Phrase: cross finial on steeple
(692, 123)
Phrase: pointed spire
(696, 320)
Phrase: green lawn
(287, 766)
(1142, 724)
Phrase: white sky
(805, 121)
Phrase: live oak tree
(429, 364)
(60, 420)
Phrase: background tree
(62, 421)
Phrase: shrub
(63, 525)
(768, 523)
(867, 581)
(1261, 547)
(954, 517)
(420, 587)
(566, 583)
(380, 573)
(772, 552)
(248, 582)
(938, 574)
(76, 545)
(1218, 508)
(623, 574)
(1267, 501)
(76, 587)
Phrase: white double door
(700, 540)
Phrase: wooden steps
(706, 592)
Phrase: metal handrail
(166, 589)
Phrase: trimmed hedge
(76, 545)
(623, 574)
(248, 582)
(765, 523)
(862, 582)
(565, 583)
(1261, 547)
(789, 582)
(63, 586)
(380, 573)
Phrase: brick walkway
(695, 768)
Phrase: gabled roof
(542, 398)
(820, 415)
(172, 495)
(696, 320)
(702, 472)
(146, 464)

Problem -
Would you transcribe the entire listing above without any deviation?

Written response -
Phrase: cross finial on steeple
(692, 123)
Phrase: pointed spire
(696, 320)
Phrase: green lawn
(287, 766)
(1142, 724)
Phrase: white sky
(805, 121)
Phrase: live oak tree
(429, 364)
(60, 420)
Phrase: background tree
(62, 421)
Phrase: shrub
(63, 525)
(768, 523)
(867, 581)
(1261, 547)
(954, 517)
(420, 587)
(566, 583)
(380, 573)
(772, 552)
(248, 582)
(938, 574)
(76, 545)
(1218, 508)
(623, 574)
(1267, 501)
(76, 587)
Phrase: white double door
(700, 540)
Phrase: wooden steps
(706, 592)
Phrase: metal handrail
(166, 589)
Phrase: trimmed hedge
(76, 545)
(623, 574)
(248, 582)
(765, 523)
(862, 582)
(565, 583)
(1261, 547)
(789, 582)
(63, 586)
(380, 573)
Phrase: brick walkway
(695, 768)
Phrase: gabled roof
(542, 398)
(820, 415)
(172, 495)
(696, 320)
(702, 472)
(146, 464)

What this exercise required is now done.